▸ INSTRUCTIONS FOR THE TASK
Where in the data does the word "distant" appear? Find those lines and copy them.

▸ SUPPLIED RECORDS

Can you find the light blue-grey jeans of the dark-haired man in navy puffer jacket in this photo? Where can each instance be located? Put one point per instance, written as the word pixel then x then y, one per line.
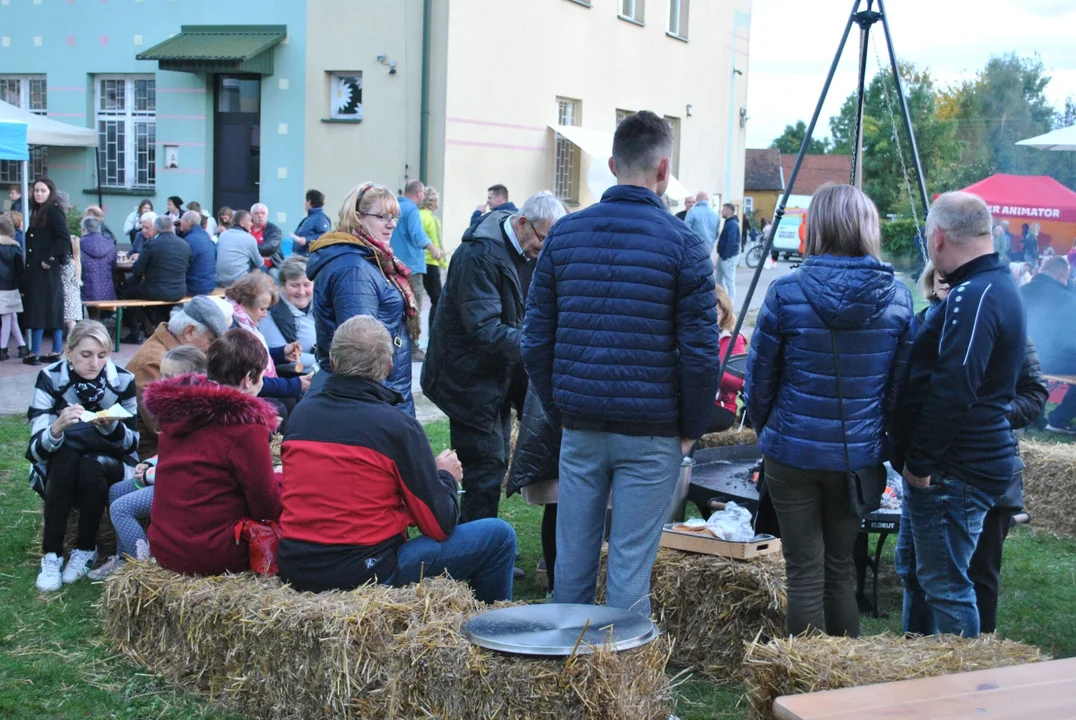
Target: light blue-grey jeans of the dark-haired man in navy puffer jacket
pixel 643 474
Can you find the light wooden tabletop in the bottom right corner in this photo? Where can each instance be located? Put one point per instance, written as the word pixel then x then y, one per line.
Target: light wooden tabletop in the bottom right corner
pixel 1042 691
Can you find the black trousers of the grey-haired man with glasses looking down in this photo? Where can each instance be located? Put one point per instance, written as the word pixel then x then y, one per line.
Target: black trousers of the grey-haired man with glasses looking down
pixel 485 457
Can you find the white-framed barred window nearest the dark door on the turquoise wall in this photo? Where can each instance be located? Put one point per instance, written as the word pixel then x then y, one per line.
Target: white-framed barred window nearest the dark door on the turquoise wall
pixel 128 131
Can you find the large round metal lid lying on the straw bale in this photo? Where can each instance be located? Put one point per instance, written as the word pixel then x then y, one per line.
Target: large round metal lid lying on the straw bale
pixel 556 630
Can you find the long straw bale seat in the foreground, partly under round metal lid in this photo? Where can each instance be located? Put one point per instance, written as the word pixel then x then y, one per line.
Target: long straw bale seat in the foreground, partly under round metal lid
pixel 264 651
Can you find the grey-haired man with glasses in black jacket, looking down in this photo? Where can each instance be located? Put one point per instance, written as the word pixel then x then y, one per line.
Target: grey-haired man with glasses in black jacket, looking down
pixel 474 371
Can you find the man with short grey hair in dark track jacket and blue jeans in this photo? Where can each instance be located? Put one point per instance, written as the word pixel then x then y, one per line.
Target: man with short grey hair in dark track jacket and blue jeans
pixel 952 432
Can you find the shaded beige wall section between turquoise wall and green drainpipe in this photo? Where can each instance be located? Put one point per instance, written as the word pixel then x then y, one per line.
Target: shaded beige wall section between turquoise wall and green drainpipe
pixel 384 148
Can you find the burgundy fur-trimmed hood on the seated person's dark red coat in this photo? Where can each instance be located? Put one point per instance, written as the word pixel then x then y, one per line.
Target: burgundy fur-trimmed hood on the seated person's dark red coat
pixel 190 402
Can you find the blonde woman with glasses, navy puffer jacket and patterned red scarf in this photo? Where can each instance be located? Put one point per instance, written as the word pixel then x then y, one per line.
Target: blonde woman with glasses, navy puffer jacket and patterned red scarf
pixel 356 273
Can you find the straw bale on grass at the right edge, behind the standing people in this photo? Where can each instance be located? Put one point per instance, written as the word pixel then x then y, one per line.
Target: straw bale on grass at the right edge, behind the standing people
pixel 1050 487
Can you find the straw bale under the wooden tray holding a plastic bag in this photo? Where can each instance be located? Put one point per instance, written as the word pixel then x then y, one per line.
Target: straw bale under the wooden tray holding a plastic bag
pixel 711 606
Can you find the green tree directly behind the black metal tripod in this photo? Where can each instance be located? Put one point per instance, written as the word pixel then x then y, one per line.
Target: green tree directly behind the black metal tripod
pixel 884 177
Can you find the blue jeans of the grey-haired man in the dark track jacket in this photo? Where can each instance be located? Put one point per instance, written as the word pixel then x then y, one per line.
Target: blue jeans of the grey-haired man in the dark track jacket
pixel 940 529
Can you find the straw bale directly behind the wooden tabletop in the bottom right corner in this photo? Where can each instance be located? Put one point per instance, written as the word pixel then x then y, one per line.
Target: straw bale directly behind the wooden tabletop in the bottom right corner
pixel 812 663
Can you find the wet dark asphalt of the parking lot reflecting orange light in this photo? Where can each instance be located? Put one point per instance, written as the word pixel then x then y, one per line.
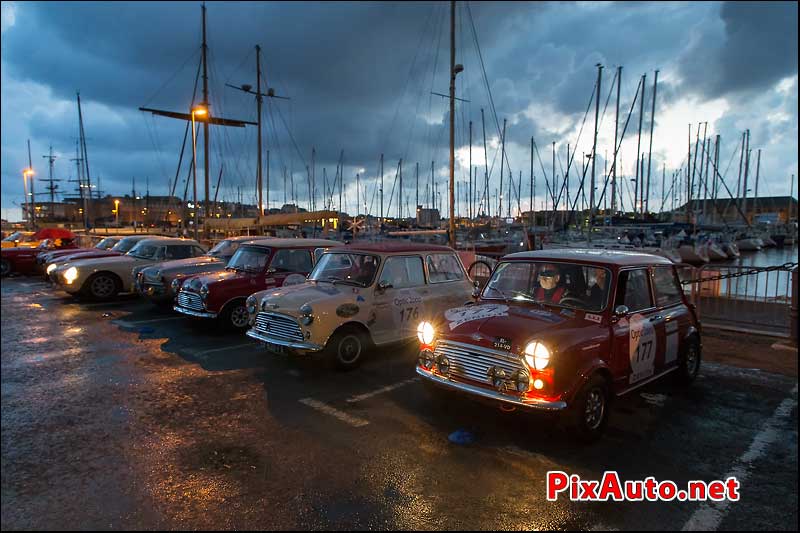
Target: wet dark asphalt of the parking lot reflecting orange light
pixel 121 415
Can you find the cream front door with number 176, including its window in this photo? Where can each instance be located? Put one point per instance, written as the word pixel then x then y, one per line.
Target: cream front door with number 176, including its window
pixel 401 304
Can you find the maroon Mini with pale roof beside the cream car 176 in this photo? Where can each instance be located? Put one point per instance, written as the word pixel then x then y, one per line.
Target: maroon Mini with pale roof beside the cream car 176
pixel 256 265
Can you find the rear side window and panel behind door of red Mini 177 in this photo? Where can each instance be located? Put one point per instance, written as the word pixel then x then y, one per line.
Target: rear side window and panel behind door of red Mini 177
pixel 672 319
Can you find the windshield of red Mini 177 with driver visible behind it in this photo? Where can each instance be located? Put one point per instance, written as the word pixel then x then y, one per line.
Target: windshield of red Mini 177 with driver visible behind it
pixel 549 283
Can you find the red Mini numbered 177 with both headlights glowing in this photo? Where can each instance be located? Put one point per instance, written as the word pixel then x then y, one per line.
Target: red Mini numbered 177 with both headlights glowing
pixel 565 331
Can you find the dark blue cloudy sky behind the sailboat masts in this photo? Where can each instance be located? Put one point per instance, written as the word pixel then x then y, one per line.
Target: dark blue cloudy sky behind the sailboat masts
pixel 360 77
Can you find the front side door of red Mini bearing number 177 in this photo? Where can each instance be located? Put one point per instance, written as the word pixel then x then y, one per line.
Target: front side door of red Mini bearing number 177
pixel 636 333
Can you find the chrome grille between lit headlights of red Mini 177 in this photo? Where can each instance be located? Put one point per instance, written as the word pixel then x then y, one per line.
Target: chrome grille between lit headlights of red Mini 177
pixel 473 362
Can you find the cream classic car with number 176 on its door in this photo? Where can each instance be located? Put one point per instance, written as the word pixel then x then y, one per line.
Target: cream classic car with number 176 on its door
pixel 358 297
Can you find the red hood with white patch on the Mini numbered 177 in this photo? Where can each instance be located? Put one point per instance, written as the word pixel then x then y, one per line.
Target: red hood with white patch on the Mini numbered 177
pixel 485 323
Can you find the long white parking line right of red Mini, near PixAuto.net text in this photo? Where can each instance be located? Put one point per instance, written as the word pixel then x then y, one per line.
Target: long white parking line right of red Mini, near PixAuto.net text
pixel 709 516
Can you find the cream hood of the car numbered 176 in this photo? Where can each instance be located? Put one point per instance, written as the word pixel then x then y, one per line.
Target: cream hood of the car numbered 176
pixel 290 298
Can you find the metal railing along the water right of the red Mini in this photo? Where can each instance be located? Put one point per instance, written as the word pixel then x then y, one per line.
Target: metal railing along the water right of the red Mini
pixel 744 298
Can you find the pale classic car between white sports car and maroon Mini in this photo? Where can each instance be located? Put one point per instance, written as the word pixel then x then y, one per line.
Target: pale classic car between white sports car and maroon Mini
pixel 154 282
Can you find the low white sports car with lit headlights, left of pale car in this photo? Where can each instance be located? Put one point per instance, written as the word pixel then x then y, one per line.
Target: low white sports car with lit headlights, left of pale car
pixel 102 278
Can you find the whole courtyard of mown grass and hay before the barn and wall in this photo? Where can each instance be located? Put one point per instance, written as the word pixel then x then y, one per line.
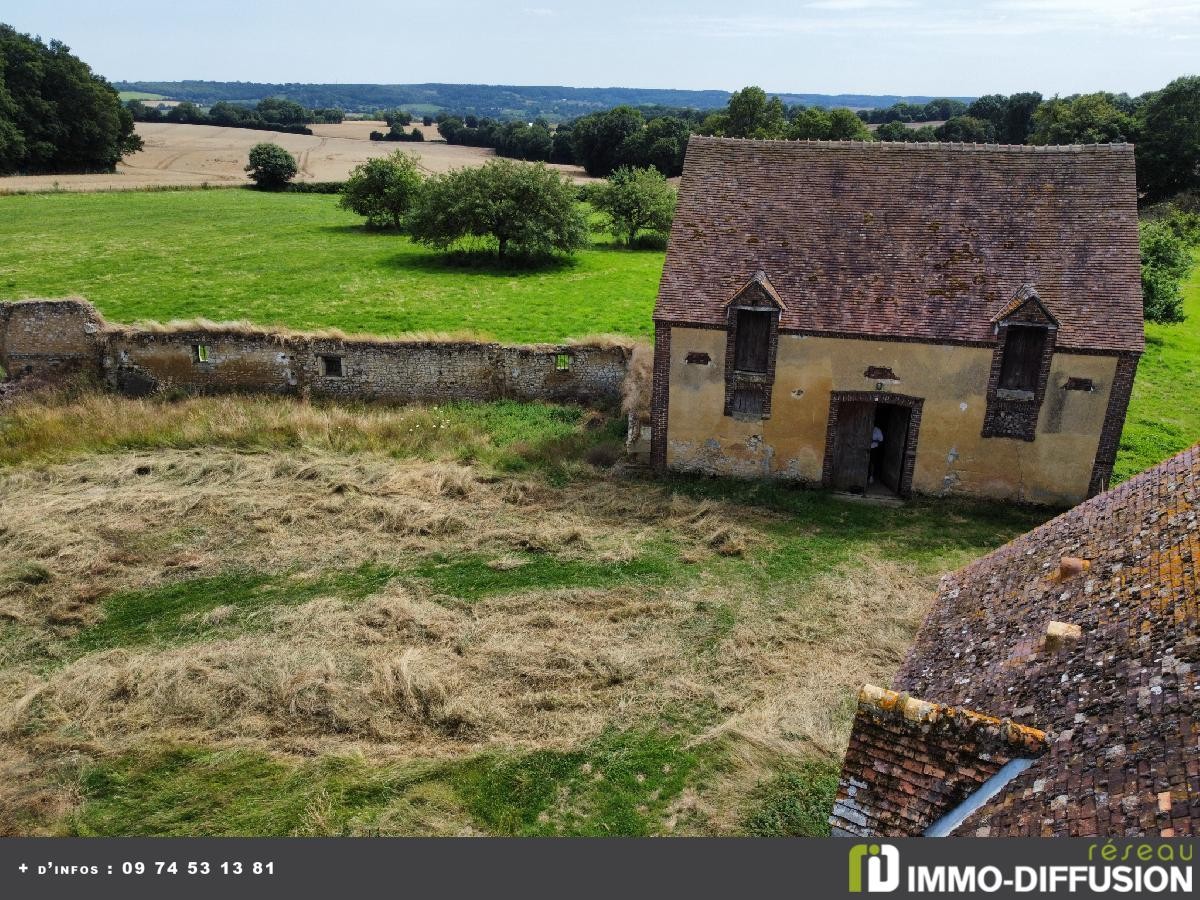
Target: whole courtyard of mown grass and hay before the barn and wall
pixel 251 616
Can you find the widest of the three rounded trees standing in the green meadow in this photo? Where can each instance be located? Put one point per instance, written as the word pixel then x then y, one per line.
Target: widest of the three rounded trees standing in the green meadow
pixel 527 208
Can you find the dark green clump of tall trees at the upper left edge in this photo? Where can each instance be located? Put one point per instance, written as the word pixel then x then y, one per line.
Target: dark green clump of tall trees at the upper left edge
pixel 56 115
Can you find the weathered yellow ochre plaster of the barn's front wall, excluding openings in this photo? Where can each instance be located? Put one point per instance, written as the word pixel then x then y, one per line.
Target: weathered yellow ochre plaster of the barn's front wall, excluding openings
pixel 952 458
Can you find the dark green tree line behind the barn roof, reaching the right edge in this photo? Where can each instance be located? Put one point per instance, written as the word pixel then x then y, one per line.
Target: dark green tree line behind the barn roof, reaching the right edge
pixel 1165 125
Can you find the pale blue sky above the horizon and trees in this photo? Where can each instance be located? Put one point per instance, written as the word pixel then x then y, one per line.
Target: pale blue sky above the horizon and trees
pixel 807 46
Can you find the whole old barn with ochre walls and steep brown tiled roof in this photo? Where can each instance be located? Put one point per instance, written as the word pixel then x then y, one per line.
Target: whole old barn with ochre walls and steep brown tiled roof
pixel 896 319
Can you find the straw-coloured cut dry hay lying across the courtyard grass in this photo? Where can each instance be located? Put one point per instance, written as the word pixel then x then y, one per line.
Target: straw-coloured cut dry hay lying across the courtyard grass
pixel 411 673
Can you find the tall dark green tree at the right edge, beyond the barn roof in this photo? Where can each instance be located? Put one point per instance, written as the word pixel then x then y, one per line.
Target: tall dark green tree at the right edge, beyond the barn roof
pixel 1169 148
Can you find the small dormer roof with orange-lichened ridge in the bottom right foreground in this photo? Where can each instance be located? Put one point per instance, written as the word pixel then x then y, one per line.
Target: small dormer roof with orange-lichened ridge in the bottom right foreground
pixel 911 763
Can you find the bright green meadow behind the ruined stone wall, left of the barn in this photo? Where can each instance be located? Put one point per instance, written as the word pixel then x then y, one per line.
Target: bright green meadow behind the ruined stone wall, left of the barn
pixel 299 261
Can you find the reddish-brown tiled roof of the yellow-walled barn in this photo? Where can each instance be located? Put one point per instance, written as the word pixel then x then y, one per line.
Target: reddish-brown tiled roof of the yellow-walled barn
pixel 922 242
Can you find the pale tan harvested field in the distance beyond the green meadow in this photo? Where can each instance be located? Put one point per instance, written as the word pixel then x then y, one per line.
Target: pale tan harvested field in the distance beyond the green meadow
pixel 194 155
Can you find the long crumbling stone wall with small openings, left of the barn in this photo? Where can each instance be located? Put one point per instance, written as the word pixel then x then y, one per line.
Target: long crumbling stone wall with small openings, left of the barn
pixel 55 339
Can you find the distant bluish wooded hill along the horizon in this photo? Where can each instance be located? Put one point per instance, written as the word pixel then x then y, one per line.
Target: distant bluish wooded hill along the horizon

▸ SOLUTION FOR THIS EXERCISE
Can you find the distant bluish wooded hill along the horizon in this photo? Where can each instance be located? Put one point per instance, written as the word pixel then x then y, one per line.
Target: distant bluish wooded hill along the horizon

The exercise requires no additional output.